» Selected excerpt:
• • •
Officially, everyone hopes for speed. In reality, 12 to 24 months in first instance is a realistic range for many commercial debt cases, especially in busy jurisdictions like Casablanca and Rabat. Appeal may add another 12 to 18 months. Then comes enforcement. This is one of the imperfections of the Moroccan system that should be admitted honestly: procedural law offers useful tools, but actual court calendars remain uneven from one city to another.

Part 5 — Enforcement: turning a judgment into real money

Winning a case is one thing. Getting paid is another. In Moroccan practice, many creditors discover too late that a favorable judgment without effective enforcement is only half a victory. The law on voies d'exécution Maroc code civil and civil procedure therefore matters just as much as the trial itself.

The enforceable title: the hujja tanfidhiya

Before forced execution can begin, the creditor needs an enforceable title — a hujja tanfidhiya. This may be a final judgment, a provisionally enforceable decision, a notarized deed, or another legally enforceable instrument. The judgment must carry the enforcement formula, typically affixed by the clerk, and it must be properly served.
• • •
» What to do:
a – Translate this sentence from the excerpt on Moroccan debt cases into French: "Appeal may add another 12 to 18 months."
b – Answer these from the excerpt on Moroccan debt cases:
(i) What is a realistic range of time in first instance for many commercial debt cases?
(ii) What does a creditor need before forced execution can begin?
(iii) Who typically affixes the enforcement formula to a judgment?
Nothing in the data is needed here.

» Point annotation data:
• • •
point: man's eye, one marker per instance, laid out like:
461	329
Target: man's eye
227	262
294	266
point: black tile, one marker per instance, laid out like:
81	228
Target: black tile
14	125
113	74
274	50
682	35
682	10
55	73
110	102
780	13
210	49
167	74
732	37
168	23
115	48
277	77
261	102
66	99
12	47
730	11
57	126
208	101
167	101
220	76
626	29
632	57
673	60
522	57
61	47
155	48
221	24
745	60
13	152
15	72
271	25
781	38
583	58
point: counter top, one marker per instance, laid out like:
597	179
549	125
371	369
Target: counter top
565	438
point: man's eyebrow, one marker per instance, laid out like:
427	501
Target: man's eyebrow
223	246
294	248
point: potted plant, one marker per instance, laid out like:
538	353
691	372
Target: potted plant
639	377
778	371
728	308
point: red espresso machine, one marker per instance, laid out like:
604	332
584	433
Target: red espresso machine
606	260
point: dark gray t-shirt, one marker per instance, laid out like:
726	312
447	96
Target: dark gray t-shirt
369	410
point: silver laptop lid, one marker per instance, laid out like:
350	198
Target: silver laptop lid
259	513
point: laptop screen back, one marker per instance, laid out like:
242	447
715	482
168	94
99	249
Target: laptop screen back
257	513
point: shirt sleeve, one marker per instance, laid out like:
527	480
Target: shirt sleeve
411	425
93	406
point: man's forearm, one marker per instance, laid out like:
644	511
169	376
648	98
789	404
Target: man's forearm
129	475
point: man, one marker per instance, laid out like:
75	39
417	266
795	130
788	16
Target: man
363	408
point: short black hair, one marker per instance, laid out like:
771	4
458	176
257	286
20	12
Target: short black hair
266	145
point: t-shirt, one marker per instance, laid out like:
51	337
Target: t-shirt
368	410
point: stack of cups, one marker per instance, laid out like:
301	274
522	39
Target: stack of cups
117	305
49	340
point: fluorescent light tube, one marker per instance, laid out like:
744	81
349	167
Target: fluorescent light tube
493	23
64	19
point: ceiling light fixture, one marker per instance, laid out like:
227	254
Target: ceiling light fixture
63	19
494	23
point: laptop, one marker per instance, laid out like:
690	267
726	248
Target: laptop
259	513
• • •
» Exercise responses:
a – L'appel peut ajouter encore 12 à 18 mois.

b –
(i) 12 to 24 months.
(ii) An enforceable title, a hujja tanfidhiya.
(iii) The clerk.